::: Extrait du document :::

Rencontre avec Jeffrey Lewis, à l’issue de son concert nantais début octobre 2007, jour de la sortie de 12 Crass songs, nouvel album du New-Yorkais. Jeffrey Lewis nous accueille backstage, l’air visiblement épuisé par le début de sa tournée mais se retapant la santé à l’aide d’une bière fraîche et d’un camembert fondant. A ses côtés, Helen Schreiner, girlfriend du moment et partenaire de scène, en pleine séance de tricot…
Chronicart : Ca alors ! Vous faites tous du tricot, à New York ?! La dernière fois que Kimya Dawson est passée ici, elle faisait aussi du tricot, devant les Herman Dune, qui jouaient sur scène…
Jeffrey Lewis : (regardant Helen, visiblement amusé) Oui, oui ! C’est une vraie mode, chez nous ! Je connais de plus en plus de gens qui tricotent. Ca a l’air de détendre énormément ceux qui en font en tout cas. C’est sans doute quelque chose que je devrais faire…
Ca me gêne de demander ça devant Helen, mais est-ce qu’il y a une différence, pour toi, entre le fait de faire une tournée avec ton frère et d’autres musiciens masculins et, là, avoir pour la première fois un élément féminin dans le groupe, en l’occurrence ta petite amie ?

::: Extraits de données :::

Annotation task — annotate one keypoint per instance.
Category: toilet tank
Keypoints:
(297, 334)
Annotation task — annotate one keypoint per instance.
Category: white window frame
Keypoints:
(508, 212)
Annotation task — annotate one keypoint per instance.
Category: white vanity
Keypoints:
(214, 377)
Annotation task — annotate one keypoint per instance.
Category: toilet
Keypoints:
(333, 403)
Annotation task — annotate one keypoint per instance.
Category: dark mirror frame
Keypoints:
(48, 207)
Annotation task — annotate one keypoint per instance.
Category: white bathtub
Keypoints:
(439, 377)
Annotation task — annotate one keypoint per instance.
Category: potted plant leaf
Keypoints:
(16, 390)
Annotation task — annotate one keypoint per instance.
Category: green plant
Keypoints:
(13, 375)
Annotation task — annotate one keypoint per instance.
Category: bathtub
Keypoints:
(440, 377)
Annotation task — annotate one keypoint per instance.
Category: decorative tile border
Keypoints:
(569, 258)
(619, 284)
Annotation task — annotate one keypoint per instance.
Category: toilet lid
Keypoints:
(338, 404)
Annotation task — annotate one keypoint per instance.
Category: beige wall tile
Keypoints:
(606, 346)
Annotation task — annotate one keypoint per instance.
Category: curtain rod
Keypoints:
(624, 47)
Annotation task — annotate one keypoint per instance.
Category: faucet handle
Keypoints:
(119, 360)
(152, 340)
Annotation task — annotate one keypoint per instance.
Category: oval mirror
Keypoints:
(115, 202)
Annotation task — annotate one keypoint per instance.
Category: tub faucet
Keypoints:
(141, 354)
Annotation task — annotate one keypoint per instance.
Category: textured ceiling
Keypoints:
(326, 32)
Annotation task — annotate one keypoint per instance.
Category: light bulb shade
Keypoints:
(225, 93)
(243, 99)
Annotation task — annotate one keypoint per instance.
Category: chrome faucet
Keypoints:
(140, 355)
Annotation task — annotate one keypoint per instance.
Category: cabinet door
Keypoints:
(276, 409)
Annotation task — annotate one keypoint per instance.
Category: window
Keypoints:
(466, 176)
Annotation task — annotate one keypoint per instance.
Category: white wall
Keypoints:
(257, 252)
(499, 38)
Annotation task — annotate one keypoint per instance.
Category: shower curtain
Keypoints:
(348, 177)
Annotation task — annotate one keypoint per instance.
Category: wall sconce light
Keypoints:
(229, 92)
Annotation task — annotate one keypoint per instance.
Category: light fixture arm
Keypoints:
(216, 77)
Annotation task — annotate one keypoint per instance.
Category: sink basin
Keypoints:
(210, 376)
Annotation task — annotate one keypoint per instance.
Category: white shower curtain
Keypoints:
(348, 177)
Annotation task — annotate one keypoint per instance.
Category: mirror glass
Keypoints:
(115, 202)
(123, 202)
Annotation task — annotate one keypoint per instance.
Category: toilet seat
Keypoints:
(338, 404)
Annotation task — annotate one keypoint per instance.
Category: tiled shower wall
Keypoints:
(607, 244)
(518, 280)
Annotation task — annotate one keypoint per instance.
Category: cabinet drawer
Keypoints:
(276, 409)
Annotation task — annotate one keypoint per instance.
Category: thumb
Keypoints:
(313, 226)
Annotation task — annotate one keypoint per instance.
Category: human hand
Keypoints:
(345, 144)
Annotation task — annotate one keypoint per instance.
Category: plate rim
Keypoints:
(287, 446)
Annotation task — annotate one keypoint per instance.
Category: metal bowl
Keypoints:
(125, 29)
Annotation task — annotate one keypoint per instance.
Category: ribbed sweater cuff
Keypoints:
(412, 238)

:::

Consignes:
a) Résumez en deux phrases l'entretien avec Jeffrey Lewis.
b) Dans l'entretien avec Jeffrey Lewis, quel album du musicien sort le jour de son concert nantais ?
c) Poursuivez l'entretien avec Jeffrey Lewis à la suite de la dernière phrase présentée.

Réponses aux consignes:
a) Jeffrey Lewis reçoit Chronicart en coulisses après son concert nantais de début octobre 2007, le jour de la sortie de son album 12 Crass songs, l'air épuisé, aux côtés d'Helen Schreiner, sa petite amie et partenaire de scène, qui tricote. Il explique que le tricot est une vraie mode à New York, puis on lui demande si tourner pour la première fois avec sa petite amie change quelque chose par rapport à ses tournées avec son frère et d'autres musiciens masculins.

b) 12 Crass songs

c)
Oh, je crois que c’est vraiment une très très bonne chose ! (il fait un clin d’oeil à Helen) Si tu partais, je pourrais peut-être lui donner la vraie réponse (rires). Non, sérieusement, je pense que c’est une très bonne chose car la dynamique entre les quatre personnes qui constituent le groupe s’en trouve tout à fait modifiée. Tu sais, entre mon frère et moi, on est dans une relation où, finalement, nous n’avons même plus besoin de nous montrer polis ou diplomates. Quand tu te trouves à traiter avec ton propre frère, tu n’y vas pas par quatre chemins : « c’est naze, ce que tu viens de faire » ou « ton idée, là, c’est de la pure merde » ou même « tu vas fermer ta gueule ! ». Il n’y a aucune dimension de gentillesse, d’amabilité dans ce qui peut se passer entre nous. Helen étant dans le groupe, on fonctionne comme les quatre angles d’un carré plutôt que comme un triangle. C’est un peu comme si cela laissait plus d’espace, en quelque sorte, pour chacun. Tout le monde trouve une place pour exister. Quand tu voyages dans une petite bagnole pendant des jours et des jours, tu finis toujours par te chiquer avec les autres et ça peut être terrible. Là, je crois que c’est un peu mieux : si quelqu’un en a après un d’entre nous, les deux autres viennent calmer le jeu et ce n’est plus juste le batteur qui s’engueule avec mon frère et moi qui attend que ça passe. Cela donne d’autres combinaisons. Cela laisse plus de place au vote, tiens ! Chaque décision est soumise à l’ensemble du groupe et les décisions se font plus dans la concertation que dans l’affrontement. Et il y a moins de tensions, du coup.
Cela voudrait dire que la démocratie tient à la présence d’une femme ?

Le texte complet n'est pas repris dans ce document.